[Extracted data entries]
☆ ☆ ☆ ☆ ☆

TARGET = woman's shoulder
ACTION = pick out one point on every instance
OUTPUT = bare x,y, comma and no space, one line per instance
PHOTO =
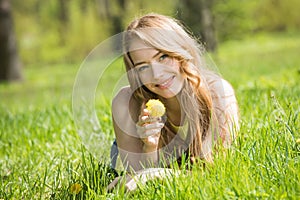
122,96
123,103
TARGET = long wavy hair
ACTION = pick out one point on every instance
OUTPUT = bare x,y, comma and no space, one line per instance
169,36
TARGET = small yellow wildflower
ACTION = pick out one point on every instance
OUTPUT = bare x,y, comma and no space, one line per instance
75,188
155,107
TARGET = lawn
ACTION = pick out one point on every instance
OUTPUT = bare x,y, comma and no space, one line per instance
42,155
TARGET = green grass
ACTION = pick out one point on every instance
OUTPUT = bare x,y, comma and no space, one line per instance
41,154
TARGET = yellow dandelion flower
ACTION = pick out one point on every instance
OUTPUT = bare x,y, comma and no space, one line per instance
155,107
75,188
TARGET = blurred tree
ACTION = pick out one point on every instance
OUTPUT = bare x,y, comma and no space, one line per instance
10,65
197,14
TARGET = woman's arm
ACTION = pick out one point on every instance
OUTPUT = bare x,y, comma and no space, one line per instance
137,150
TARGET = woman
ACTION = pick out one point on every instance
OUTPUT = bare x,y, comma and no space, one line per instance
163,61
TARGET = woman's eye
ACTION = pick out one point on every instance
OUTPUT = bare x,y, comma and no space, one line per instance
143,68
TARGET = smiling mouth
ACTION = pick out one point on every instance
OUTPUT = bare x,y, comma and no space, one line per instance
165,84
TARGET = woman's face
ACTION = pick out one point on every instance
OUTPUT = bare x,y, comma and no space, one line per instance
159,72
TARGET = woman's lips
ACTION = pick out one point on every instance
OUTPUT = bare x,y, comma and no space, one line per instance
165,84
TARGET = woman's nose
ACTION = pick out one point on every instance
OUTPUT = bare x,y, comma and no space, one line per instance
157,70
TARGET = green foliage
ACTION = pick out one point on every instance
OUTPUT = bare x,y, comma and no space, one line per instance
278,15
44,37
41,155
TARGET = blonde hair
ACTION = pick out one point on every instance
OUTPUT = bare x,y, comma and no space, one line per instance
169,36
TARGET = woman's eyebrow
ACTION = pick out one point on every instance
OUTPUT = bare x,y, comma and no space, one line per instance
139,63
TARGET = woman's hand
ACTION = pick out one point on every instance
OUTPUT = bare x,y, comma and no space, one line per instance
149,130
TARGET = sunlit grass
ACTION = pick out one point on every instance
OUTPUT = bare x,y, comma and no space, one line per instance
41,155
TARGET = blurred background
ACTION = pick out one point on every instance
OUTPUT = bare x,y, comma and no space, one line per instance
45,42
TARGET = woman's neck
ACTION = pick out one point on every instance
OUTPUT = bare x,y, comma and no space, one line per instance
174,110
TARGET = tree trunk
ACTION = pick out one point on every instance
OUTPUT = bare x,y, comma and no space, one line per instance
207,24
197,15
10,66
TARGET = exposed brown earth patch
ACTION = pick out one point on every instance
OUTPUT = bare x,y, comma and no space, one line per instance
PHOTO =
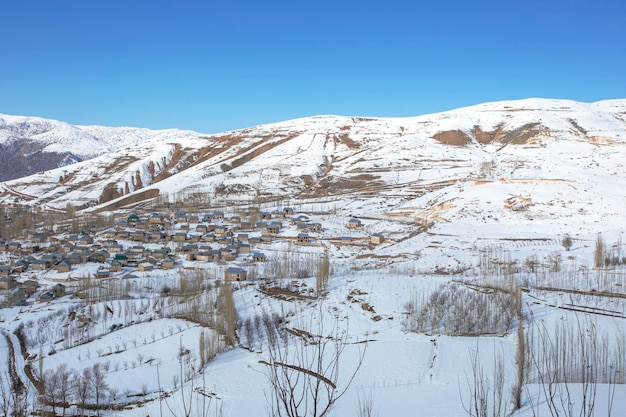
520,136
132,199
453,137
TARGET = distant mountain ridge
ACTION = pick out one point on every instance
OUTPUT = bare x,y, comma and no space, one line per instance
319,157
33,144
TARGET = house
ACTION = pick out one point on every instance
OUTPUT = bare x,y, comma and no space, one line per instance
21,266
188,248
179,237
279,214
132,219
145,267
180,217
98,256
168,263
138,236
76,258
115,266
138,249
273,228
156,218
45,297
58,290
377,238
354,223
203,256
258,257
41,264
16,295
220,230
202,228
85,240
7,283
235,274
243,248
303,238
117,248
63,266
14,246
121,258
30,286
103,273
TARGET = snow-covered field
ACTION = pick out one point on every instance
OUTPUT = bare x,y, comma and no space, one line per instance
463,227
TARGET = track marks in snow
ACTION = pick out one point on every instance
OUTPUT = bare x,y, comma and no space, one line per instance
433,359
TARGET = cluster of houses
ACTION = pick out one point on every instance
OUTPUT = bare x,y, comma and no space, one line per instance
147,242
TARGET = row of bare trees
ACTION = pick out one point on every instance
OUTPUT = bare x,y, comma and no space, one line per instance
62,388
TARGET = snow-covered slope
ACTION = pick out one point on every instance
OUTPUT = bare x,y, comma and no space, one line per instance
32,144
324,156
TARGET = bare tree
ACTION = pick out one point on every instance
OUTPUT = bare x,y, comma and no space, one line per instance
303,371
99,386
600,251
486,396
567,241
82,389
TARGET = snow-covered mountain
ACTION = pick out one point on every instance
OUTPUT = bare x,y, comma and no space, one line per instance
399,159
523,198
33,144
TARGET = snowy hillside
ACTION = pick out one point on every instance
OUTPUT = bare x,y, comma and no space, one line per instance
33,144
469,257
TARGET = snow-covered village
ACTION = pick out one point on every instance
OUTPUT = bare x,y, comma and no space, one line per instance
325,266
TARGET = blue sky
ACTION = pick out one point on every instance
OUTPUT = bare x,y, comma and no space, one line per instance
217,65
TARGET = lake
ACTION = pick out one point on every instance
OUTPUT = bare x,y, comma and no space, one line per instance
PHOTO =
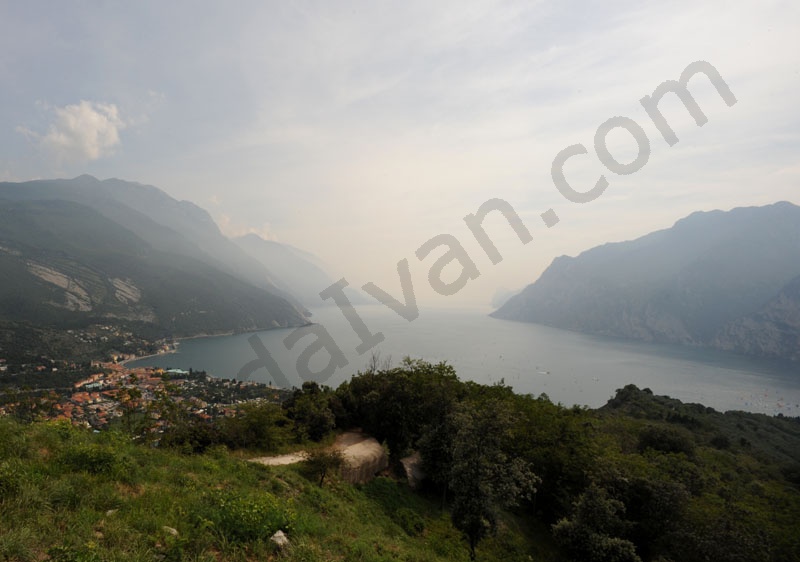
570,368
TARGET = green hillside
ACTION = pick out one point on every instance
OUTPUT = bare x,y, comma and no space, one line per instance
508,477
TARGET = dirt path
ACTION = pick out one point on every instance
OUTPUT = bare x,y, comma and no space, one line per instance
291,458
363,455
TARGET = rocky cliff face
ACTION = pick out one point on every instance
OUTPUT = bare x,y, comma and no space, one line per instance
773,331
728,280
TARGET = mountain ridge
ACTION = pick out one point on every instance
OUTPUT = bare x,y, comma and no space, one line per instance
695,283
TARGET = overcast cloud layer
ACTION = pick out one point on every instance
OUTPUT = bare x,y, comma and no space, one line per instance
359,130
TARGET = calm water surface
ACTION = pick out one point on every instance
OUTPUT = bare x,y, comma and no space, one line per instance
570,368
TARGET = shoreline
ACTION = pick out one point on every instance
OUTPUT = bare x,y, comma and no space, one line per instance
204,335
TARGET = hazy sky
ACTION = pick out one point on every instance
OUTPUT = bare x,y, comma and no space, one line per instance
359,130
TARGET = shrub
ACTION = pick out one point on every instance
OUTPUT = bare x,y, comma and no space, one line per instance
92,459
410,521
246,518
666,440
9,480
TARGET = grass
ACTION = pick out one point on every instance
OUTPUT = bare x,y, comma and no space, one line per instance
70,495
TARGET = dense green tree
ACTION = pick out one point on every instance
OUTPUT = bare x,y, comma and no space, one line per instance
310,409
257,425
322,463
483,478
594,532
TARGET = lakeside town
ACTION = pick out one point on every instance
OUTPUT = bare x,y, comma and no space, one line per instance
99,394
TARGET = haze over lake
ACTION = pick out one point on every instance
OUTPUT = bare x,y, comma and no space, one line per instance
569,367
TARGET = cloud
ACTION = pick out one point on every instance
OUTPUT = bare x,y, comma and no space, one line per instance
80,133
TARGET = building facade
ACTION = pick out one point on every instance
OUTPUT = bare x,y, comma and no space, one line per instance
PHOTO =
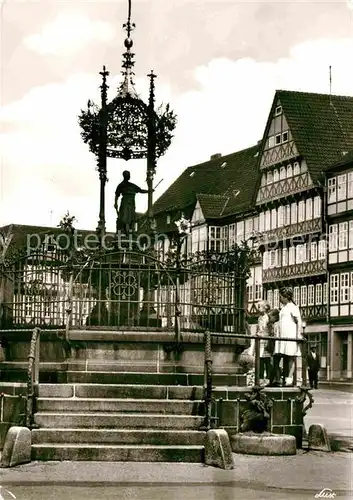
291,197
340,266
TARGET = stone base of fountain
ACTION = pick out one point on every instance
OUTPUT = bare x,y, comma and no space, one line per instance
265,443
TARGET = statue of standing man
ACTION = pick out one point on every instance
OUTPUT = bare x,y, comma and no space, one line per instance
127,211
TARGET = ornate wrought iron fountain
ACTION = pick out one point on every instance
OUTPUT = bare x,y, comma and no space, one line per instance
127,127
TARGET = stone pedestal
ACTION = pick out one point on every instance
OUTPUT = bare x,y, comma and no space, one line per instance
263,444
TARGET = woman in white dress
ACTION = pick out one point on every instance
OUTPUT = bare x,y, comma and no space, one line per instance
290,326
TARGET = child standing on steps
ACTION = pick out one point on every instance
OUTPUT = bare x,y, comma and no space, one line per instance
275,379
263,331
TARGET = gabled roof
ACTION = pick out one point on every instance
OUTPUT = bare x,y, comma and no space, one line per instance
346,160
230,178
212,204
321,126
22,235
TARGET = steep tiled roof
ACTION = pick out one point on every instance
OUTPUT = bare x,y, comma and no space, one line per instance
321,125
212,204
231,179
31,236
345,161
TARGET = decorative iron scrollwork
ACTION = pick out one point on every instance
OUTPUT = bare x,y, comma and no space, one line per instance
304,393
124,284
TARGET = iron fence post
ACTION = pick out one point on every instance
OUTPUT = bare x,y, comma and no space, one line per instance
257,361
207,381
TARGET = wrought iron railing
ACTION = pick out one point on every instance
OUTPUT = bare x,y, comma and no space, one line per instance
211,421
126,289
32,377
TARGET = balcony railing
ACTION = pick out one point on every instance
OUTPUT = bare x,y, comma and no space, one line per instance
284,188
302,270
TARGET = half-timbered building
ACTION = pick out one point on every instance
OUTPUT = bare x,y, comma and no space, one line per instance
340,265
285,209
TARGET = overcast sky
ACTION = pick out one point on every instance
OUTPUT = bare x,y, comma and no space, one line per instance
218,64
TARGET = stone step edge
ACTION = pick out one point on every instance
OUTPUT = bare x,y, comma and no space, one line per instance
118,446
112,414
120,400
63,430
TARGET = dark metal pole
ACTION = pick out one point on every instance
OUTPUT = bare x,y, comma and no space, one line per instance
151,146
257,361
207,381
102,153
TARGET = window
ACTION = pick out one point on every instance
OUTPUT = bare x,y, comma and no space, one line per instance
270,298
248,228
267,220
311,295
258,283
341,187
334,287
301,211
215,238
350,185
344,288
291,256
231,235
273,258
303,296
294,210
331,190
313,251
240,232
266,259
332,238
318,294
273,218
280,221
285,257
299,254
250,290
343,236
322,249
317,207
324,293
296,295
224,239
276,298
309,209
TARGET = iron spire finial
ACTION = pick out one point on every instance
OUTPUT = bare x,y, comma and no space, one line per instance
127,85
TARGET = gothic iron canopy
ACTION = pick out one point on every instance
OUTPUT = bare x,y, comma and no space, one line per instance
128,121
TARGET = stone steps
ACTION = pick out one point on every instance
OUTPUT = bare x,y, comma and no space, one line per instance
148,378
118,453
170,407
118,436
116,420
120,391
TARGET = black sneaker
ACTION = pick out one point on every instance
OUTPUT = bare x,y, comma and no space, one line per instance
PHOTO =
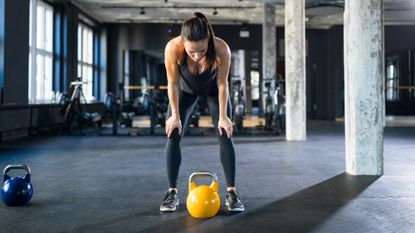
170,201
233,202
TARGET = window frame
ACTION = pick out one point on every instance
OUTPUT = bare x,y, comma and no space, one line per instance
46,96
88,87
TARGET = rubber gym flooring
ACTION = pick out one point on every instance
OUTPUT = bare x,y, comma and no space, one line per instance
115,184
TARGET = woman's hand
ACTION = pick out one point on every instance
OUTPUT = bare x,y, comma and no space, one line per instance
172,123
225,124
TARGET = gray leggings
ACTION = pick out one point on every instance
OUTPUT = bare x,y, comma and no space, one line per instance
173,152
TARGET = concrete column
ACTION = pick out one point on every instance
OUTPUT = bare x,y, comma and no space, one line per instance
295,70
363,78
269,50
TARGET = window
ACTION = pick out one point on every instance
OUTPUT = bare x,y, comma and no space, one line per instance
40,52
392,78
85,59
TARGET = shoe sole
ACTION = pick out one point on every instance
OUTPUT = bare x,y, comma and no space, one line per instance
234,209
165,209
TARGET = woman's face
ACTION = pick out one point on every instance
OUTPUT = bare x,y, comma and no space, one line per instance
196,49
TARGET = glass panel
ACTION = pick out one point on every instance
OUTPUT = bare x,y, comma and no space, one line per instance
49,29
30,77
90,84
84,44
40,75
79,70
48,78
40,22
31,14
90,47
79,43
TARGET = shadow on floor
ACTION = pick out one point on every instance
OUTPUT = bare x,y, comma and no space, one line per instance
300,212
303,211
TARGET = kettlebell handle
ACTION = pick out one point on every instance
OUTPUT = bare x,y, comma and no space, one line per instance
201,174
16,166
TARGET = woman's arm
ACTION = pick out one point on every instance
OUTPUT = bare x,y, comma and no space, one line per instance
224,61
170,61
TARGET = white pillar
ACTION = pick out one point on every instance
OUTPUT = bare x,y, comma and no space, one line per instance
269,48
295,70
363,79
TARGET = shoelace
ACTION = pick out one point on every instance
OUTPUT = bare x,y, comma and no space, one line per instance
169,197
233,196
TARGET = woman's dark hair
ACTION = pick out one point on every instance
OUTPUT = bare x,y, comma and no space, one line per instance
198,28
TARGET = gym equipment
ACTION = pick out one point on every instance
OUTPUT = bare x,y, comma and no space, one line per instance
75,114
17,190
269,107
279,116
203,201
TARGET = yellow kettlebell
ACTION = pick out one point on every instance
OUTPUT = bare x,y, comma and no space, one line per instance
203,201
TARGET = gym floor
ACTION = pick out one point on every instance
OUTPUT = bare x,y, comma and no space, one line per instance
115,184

☆ ☆ ☆ ☆ ☆

Quote the line that contains "TARGET = glass panel" and each line after it through the end of the data, exactly, leaving out everything else.

TARGET = glass panel
ACTION = pick out one point on every instance
OUTPUT = bare x,y, comma and no space, one line per instance
49,29
30,77
90,84
84,44
40,75
79,70
48,78
40,22
31,14
90,47
79,43
TARGET = shadow on floor
ACTION = pick out one point on every instance
OUTPUT = bare x,y, comma and no space, one line per instance
300,212
303,211
TARGET = kettlebell handle
ACTION = pick out one point on every instance
OUTPUT = bare x,y, comma and no space, one line per instance
201,174
16,166
TARGET = woman's arm
ACTION = pick out one point on every instance
OUTPUT = bare x,y, comma and no space, one line per instance
224,61
170,61
TARGET = white pillar
ACTION = pick out one point on every instance
OUTPUT = bare x,y, comma and no space, one line per instance
269,48
295,70
363,79
TARGET = shoelace
ACTION = pick out one point on every instance
OUTPUT = bare x,y, comma and no space, one line per instance
169,197
233,196
TARGET = woman's dark hair
ACTION = pick out one point on every instance
OUTPUT = bare x,y, comma and no space, one line per instance
198,28
TARGET = gym equipment
ACTION = pick out one point on every instance
OUTPUT = bare x,y, comma and no space, one line per instance
75,114
17,190
269,107
279,116
203,201
TARGET = yellow kettlebell
ACTION = pick out one point on every instance
OUTPUT = bare x,y, comma and no space, one line per instance
203,201
TARGET = gym floor
ACTION = pick out one point on every instance
OUTPUT = bare x,y, comma and no space, one line per instance
115,184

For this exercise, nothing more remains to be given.